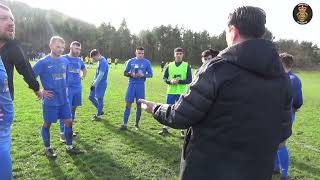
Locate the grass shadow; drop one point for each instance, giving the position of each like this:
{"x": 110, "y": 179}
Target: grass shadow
{"x": 158, "y": 147}
{"x": 95, "y": 164}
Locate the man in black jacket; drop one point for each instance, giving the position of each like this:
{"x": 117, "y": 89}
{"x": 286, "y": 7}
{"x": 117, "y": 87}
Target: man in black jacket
{"x": 237, "y": 109}
{"x": 12, "y": 54}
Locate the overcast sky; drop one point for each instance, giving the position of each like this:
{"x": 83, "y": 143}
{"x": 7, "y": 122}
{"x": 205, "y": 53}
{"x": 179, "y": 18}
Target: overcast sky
{"x": 197, "y": 15}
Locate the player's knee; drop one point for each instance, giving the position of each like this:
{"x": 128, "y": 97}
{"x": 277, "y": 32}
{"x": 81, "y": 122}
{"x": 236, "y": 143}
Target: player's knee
{"x": 74, "y": 108}
{"x": 68, "y": 122}
{"x": 46, "y": 125}
{"x": 282, "y": 144}
{"x": 138, "y": 106}
{"x": 128, "y": 105}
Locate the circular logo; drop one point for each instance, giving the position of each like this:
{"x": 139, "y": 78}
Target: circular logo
{"x": 302, "y": 13}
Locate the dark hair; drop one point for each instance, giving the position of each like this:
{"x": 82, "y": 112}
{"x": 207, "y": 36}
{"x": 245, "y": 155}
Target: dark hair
{"x": 249, "y": 20}
{"x": 178, "y": 49}
{"x": 209, "y": 52}
{"x": 2, "y": 6}
{"x": 286, "y": 59}
{"x": 140, "y": 48}
{"x": 94, "y": 52}
{"x": 75, "y": 43}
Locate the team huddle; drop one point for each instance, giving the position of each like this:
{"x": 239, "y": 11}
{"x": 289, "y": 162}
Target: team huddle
{"x": 222, "y": 127}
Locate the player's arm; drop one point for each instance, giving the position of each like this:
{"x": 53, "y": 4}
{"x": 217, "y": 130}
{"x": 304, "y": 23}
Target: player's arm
{"x": 286, "y": 126}
{"x": 166, "y": 75}
{"x": 189, "y": 77}
{"x": 297, "y": 98}
{"x": 102, "y": 70}
{"x": 23, "y": 67}
{"x": 149, "y": 73}
{"x": 83, "y": 70}
{"x": 192, "y": 107}
{"x": 37, "y": 70}
{"x": 127, "y": 69}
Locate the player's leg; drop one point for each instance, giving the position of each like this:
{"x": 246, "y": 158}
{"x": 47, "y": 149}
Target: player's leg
{"x": 75, "y": 102}
{"x": 139, "y": 94}
{"x": 71, "y": 96}
{"x": 50, "y": 115}
{"x": 129, "y": 100}
{"x": 65, "y": 114}
{"x": 92, "y": 98}
{"x": 5, "y": 159}
{"x": 283, "y": 156}
{"x": 175, "y": 99}
{"x": 100, "y": 92}
{"x": 170, "y": 100}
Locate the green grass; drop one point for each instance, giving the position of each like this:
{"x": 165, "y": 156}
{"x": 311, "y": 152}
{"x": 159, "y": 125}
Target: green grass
{"x": 134, "y": 154}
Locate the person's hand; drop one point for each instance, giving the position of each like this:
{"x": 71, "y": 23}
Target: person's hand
{"x": 174, "y": 81}
{"x": 140, "y": 74}
{"x": 44, "y": 94}
{"x": 1, "y": 115}
{"x": 134, "y": 75}
{"x": 38, "y": 94}
{"x": 147, "y": 105}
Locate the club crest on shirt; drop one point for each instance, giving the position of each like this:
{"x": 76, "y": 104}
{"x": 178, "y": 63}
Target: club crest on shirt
{"x": 302, "y": 13}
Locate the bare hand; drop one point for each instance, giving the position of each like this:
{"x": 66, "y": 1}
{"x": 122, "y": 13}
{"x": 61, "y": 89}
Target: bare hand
{"x": 147, "y": 105}
{"x": 44, "y": 94}
{"x": 140, "y": 74}
{"x": 134, "y": 75}
{"x": 1, "y": 115}
{"x": 174, "y": 81}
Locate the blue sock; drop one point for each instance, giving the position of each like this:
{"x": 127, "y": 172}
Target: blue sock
{"x": 45, "y": 133}
{"x": 68, "y": 135}
{"x": 73, "y": 114}
{"x": 283, "y": 155}
{"x": 61, "y": 126}
{"x": 126, "y": 115}
{"x": 5, "y": 159}
{"x": 100, "y": 106}
{"x": 138, "y": 114}
{"x": 276, "y": 163}
{"x": 93, "y": 101}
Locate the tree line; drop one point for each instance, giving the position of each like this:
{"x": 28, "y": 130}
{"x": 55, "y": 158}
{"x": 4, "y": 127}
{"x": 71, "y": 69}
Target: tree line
{"x": 35, "y": 26}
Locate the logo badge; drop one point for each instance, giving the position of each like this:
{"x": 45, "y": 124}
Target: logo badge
{"x": 302, "y": 13}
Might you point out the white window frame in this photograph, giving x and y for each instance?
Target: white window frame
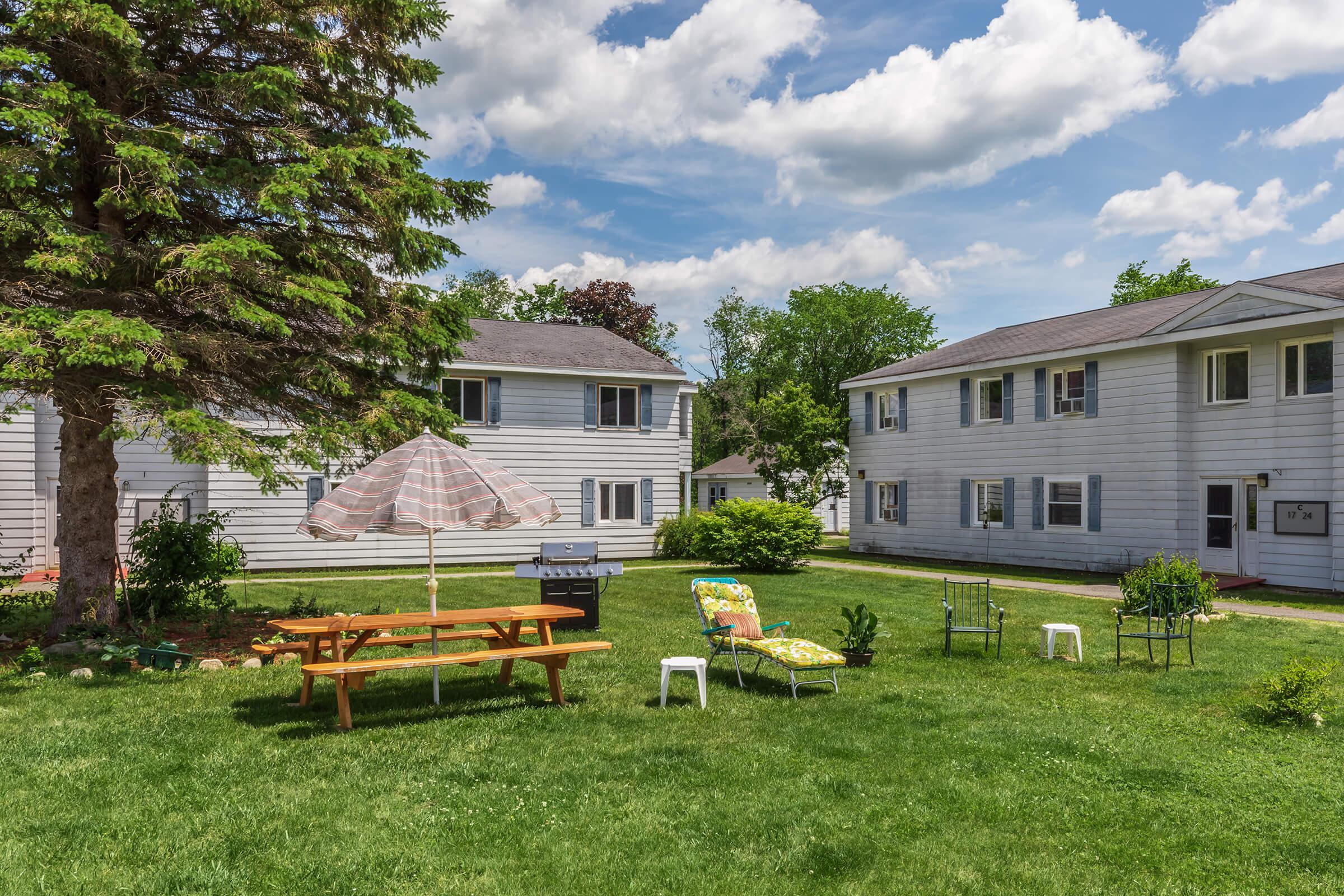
(633, 425)
(461, 396)
(975, 497)
(979, 398)
(1203, 374)
(889, 412)
(635, 503)
(1054, 395)
(884, 491)
(1081, 481)
(1281, 354)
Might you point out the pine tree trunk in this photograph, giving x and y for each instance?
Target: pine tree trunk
(88, 534)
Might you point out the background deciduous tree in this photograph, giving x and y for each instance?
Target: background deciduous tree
(212, 214)
(1133, 285)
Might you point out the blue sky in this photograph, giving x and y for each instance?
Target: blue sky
(996, 162)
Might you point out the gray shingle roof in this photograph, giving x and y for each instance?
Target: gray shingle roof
(1100, 325)
(731, 465)
(559, 346)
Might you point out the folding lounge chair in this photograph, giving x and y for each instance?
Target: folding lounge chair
(792, 655)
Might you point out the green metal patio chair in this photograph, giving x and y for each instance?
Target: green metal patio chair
(791, 655)
(1174, 608)
(968, 609)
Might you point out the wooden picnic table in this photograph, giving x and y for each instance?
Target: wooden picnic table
(330, 636)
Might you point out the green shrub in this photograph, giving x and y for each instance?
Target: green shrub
(675, 536)
(757, 535)
(176, 567)
(1175, 570)
(1299, 692)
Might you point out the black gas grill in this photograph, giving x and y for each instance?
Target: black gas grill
(569, 573)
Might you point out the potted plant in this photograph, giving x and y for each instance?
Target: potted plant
(119, 656)
(857, 644)
(31, 657)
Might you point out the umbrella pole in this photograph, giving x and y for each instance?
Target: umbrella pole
(433, 609)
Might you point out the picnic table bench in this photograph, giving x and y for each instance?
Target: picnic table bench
(330, 634)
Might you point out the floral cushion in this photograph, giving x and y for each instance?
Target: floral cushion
(792, 654)
(721, 597)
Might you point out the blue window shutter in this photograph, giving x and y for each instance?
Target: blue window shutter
(646, 408)
(492, 391)
(589, 409)
(1094, 504)
(1090, 389)
(586, 512)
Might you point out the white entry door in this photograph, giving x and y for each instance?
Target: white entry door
(1218, 526)
(1250, 528)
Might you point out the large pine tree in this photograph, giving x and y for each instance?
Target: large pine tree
(212, 218)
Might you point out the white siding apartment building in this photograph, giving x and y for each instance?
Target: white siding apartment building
(588, 417)
(736, 477)
(1208, 422)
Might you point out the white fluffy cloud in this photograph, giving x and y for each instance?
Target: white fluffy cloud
(1273, 39)
(1039, 80)
(516, 190)
(1320, 124)
(1203, 218)
(1328, 233)
(535, 76)
(982, 254)
(760, 269)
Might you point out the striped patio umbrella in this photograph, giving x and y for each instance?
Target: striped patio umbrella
(425, 487)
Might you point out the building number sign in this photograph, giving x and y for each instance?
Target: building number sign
(1301, 517)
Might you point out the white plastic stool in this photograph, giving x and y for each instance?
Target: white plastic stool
(683, 664)
(1052, 629)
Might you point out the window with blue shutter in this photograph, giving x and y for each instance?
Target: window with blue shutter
(492, 389)
(646, 408)
(586, 515)
(1094, 504)
(589, 410)
(1040, 394)
(316, 489)
(1090, 389)
(647, 501)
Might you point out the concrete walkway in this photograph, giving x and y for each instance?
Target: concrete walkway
(1100, 591)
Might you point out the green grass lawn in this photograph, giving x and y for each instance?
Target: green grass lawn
(924, 776)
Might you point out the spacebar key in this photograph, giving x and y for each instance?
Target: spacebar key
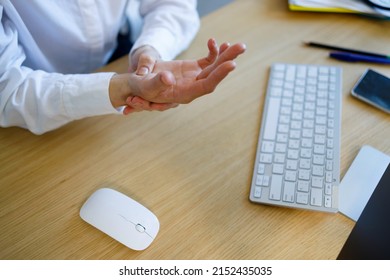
(271, 116)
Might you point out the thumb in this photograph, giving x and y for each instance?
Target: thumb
(145, 65)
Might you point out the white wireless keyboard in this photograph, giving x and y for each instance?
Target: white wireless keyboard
(298, 153)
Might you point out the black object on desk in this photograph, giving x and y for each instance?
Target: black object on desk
(370, 238)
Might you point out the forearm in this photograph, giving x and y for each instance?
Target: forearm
(169, 26)
(42, 101)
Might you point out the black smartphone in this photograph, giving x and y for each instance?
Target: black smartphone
(373, 88)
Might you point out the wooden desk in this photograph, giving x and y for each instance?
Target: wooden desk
(191, 166)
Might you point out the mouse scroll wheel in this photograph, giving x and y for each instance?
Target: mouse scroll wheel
(140, 228)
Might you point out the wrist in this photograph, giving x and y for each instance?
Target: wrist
(119, 89)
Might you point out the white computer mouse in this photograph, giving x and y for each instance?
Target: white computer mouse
(121, 217)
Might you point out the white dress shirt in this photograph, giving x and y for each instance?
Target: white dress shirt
(47, 49)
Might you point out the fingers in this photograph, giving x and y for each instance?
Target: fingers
(138, 104)
(216, 76)
(213, 51)
(227, 53)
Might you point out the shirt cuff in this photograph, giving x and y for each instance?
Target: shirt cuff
(86, 95)
(162, 40)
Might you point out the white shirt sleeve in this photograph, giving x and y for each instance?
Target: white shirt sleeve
(168, 25)
(41, 101)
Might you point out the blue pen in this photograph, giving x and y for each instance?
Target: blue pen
(352, 57)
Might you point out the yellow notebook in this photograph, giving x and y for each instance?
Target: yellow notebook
(335, 6)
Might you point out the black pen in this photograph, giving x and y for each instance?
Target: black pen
(336, 48)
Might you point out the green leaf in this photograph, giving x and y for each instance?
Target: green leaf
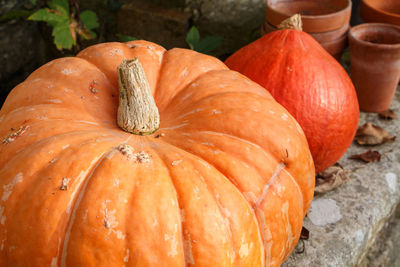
(60, 5)
(125, 38)
(62, 36)
(193, 37)
(15, 14)
(114, 5)
(208, 44)
(89, 19)
(48, 16)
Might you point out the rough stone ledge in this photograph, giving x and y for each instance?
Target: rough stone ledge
(344, 224)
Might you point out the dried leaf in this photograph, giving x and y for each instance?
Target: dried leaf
(387, 115)
(305, 233)
(303, 247)
(369, 156)
(370, 134)
(331, 178)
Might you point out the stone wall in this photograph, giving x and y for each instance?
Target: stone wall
(167, 22)
(23, 49)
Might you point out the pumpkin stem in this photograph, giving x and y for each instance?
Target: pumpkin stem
(294, 23)
(137, 110)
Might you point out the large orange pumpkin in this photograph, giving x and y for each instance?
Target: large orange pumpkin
(225, 180)
(309, 83)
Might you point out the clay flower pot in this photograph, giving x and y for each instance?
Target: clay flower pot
(385, 11)
(375, 64)
(317, 15)
(333, 41)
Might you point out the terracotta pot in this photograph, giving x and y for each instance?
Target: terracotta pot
(375, 64)
(333, 41)
(385, 11)
(317, 15)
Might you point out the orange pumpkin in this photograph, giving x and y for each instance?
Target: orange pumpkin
(225, 180)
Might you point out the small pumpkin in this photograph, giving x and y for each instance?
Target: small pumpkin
(309, 83)
(211, 172)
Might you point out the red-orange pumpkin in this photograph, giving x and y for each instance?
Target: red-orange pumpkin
(310, 84)
(225, 181)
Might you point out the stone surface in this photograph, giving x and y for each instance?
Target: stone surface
(386, 250)
(21, 52)
(162, 25)
(366, 202)
(238, 22)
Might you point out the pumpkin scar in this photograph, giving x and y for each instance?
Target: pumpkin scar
(64, 183)
(127, 150)
(92, 87)
(12, 136)
(274, 176)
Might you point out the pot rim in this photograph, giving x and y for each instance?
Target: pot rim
(375, 25)
(365, 2)
(344, 10)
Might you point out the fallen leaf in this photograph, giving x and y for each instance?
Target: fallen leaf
(387, 115)
(370, 134)
(305, 233)
(330, 179)
(369, 156)
(303, 247)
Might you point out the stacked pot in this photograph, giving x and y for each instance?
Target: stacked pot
(326, 20)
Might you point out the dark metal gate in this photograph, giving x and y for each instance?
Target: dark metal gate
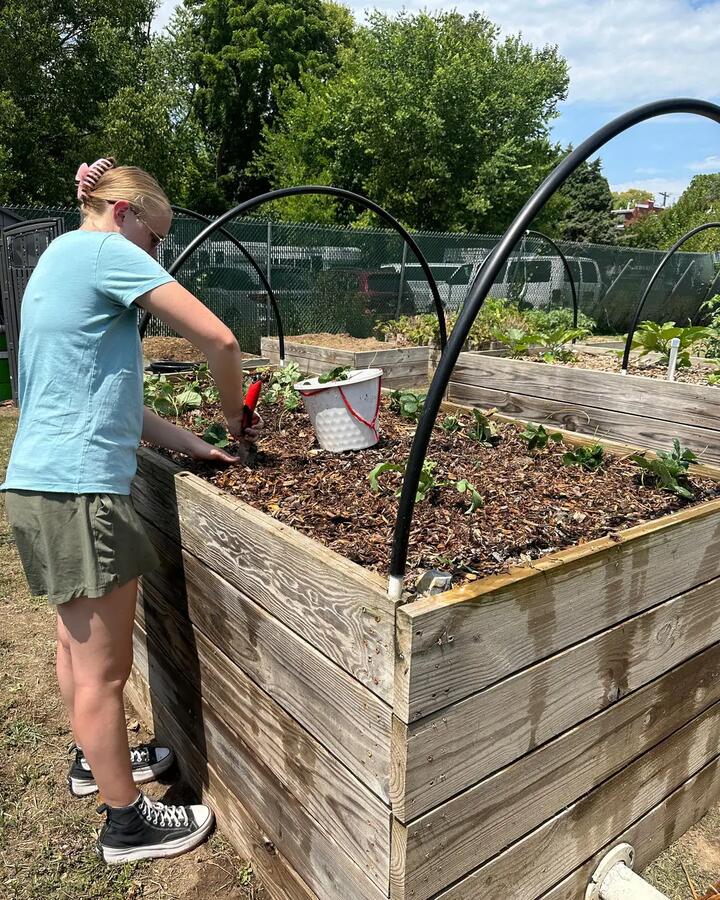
(21, 247)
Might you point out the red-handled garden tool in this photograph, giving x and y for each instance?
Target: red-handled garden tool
(251, 399)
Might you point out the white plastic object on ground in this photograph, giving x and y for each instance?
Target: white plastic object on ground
(614, 878)
(344, 413)
(674, 347)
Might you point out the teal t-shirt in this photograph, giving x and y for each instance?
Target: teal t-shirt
(80, 366)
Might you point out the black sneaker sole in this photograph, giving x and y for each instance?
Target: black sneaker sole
(82, 787)
(115, 857)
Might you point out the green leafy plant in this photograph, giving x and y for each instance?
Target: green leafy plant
(281, 388)
(482, 429)
(409, 404)
(654, 338)
(450, 424)
(669, 469)
(339, 373)
(465, 487)
(216, 435)
(537, 437)
(589, 458)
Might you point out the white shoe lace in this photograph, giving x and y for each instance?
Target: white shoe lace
(139, 755)
(166, 816)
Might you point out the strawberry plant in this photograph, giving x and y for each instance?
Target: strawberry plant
(339, 373)
(537, 437)
(669, 469)
(482, 430)
(589, 458)
(409, 404)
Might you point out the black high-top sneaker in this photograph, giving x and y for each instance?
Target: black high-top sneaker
.....
## Task directions
Set down, exactly as they appear above, all lines from the one that has "Locate the logo" down to the one that has "Might you point out the white window", including those two and no others.

## Problem solution
Locate the logo badge; drop one point for each instance, giving the position of each like this:
{"x": 45, "y": 124}
Target: logo badge
{"x": 302, "y": 13}
Might you point out the white window frame in this photograph, giving x and y for each instance?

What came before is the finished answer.